┌─ EXCERPT TO READ

Death of Sudan, the last male northern white rhino, sends a stark message
Sudan, the last remaining male Northern white rhino, who had been suffering from age-related ailments, has been put down at the Ol Pejeta Conservancy in central Kenya, leaving two female Northern whites at the sanctuary as the only living reminders of a rhino subspecies that was once numerous and widespread across East and Central Africa.
“When are we going to understand that we cannot continue to use and abuse wild species without serious consequences?” said Will Travers, President of the Born Free Foundation. “The pressures on wild species from habitat loss, persecution, trade, hunting, trophy hunting, resources extraction, land conversion, agriculture and more, combined with the relentless growth in the human population, predicted to rise from just over 7 billion today to 11 billion by 2100,beg the question: will there be room for non-human life on earth after we have finished?”

└─
┌─ EXTRACTED DATA

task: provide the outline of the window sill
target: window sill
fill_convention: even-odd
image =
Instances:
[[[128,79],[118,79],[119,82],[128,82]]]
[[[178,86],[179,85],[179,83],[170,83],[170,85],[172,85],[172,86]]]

└─

§ AIM OF THE TASK
Reproduce the passage on Sudan's death verbatim, everything from "Death of Sudan, the" down to "and Central Africa.".

§ COMPLETED TASK
Death of Sudan, the last male northern white rhino, sends a stark message
Sudan, the last remaining male Northern white rhino, who had been suffering from age-related ailments, has been put down at the Ol Pejeta Conservancy in central Kenya, leaving two female Northern whites at the sanctuary as the only living reminders of a rhino subspecies that was once numerous and widespread across East and Central Africa.